▶ _Task description_
Quote each line exactly, from the line that contains "# test: identify the red and white striped barrier" down to the last line of the listing, and no other lines.
- - - - - - -
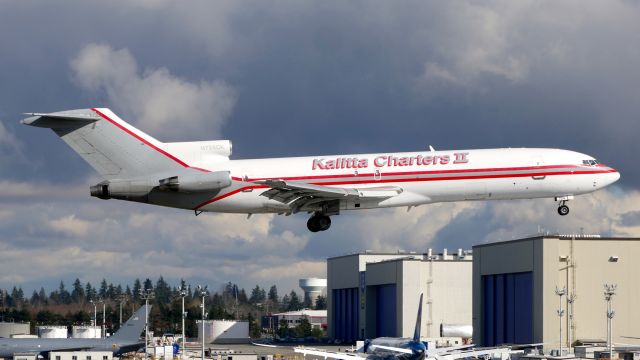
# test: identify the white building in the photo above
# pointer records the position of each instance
(224, 331)
(81, 355)
(514, 283)
(377, 294)
(317, 318)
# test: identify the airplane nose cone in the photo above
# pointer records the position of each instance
(612, 177)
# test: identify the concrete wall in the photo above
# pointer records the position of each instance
(445, 285)
(582, 266)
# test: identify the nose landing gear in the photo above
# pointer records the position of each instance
(318, 222)
(563, 209)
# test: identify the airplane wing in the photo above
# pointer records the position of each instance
(300, 194)
(327, 354)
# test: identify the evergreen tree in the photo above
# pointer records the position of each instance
(137, 286)
(103, 289)
(321, 303)
(257, 296)
(294, 302)
(63, 295)
(77, 294)
(163, 291)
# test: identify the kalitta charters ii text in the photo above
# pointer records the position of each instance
(389, 161)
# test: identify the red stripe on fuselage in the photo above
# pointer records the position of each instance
(444, 178)
(146, 142)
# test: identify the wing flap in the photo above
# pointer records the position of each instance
(288, 192)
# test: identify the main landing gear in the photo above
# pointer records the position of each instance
(563, 209)
(318, 222)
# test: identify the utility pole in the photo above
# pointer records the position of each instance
(103, 328)
(609, 291)
(146, 294)
(561, 293)
(121, 299)
(183, 294)
(571, 298)
(203, 293)
(95, 314)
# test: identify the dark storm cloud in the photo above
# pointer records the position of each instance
(311, 78)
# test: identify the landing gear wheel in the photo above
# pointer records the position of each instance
(563, 210)
(318, 222)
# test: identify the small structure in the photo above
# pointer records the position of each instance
(86, 332)
(312, 287)
(80, 355)
(317, 318)
(224, 331)
(52, 332)
(8, 329)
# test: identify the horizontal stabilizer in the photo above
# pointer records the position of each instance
(62, 119)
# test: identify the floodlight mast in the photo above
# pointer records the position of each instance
(561, 293)
(146, 294)
(203, 293)
(609, 291)
(183, 294)
(95, 314)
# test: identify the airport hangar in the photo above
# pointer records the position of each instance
(514, 290)
(506, 289)
(372, 295)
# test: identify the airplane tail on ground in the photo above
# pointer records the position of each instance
(416, 333)
(130, 331)
(111, 146)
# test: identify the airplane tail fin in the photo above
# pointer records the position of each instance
(111, 146)
(416, 333)
(130, 331)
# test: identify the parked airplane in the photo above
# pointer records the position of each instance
(200, 176)
(393, 348)
(126, 339)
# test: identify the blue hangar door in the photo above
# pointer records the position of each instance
(507, 309)
(386, 310)
(346, 314)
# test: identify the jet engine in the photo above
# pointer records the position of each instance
(201, 182)
(138, 190)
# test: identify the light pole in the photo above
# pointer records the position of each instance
(102, 327)
(571, 299)
(609, 291)
(203, 293)
(121, 299)
(146, 294)
(183, 294)
(95, 314)
(560, 293)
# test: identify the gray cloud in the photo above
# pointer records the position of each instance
(158, 101)
(289, 78)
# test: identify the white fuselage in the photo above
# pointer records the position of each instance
(424, 177)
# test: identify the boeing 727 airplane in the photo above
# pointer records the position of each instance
(200, 176)
(125, 340)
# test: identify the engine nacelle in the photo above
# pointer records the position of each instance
(136, 190)
(200, 182)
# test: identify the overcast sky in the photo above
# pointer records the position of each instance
(287, 78)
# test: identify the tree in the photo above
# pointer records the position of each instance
(137, 286)
(104, 288)
(321, 303)
(257, 295)
(294, 302)
(304, 328)
(77, 294)
(273, 294)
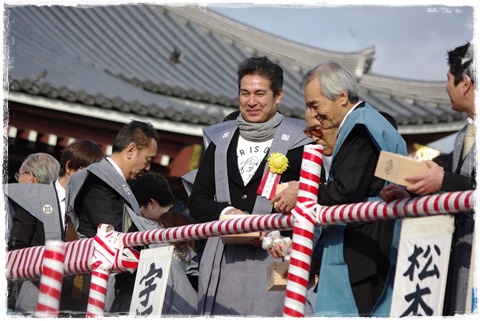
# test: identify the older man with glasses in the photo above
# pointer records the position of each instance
(355, 269)
(38, 168)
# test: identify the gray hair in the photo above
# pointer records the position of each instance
(43, 166)
(334, 79)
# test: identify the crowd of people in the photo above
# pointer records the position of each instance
(355, 262)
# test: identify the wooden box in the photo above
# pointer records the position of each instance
(394, 168)
(243, 238)
(275, 280)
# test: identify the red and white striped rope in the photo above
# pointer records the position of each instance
(25, 264)
(303, 231)
(51, 281)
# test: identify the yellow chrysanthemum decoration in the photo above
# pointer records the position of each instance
(277, 162)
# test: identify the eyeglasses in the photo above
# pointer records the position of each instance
(17, 175)
(314, 131)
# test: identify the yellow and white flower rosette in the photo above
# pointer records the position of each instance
(277, 164)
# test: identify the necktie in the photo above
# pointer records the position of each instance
(468, 140)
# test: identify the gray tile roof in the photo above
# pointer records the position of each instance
(179, 64)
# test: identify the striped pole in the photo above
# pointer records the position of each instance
(102, 263)
(51, 279)
(303, 231)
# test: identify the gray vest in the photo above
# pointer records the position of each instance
(288, 135)
(40, 200)
(107, 173)
(469, 162)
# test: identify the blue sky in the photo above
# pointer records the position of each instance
(410, 41)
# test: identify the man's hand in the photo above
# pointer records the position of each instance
(234, 211)
(427, 183)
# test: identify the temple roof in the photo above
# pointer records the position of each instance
(178, 64)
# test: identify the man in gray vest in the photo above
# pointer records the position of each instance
(229, 180)
(39, 215)
(458, 174)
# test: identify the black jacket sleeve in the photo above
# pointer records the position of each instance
(353, 169)
(98, 203)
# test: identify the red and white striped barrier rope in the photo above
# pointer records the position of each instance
(303, 231)
(265, 222)
(51, 281)
(436, 204)
(25, 264)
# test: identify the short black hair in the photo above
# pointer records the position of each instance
(137, 132)
(262, 66)
(80, 153)
(460, 61)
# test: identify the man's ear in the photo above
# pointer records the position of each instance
(343, 98)
(151, 202)
(131, 150)
(68, 170)
(467, 84)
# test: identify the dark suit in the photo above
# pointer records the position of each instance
(98, 195)
(366, 245)
(460, 174)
- - - - - - -
▶ _Response_
# test: identify the red and white striped barrier rope in the photo above
# pointer records the position of each instance
(303, 231)
(265, 222)
(51, 281)
(436, 204)
(25, 264)
# test: identify the short black hair in the photo above
# pointer records the position of each instance
(137, 132)
(262, 66)
(80, 153)
(460, 61)
# test: identify the man's ear in the photo above
# pointer records the position of each instance
(343, 98)
(151, 202)
(131, 150)
(68, 170)
(467, 84)
# test: identify the dark suit in the photo above
# pointer records the position of each instance
(98, 195)
(366, 245)
(460, 174)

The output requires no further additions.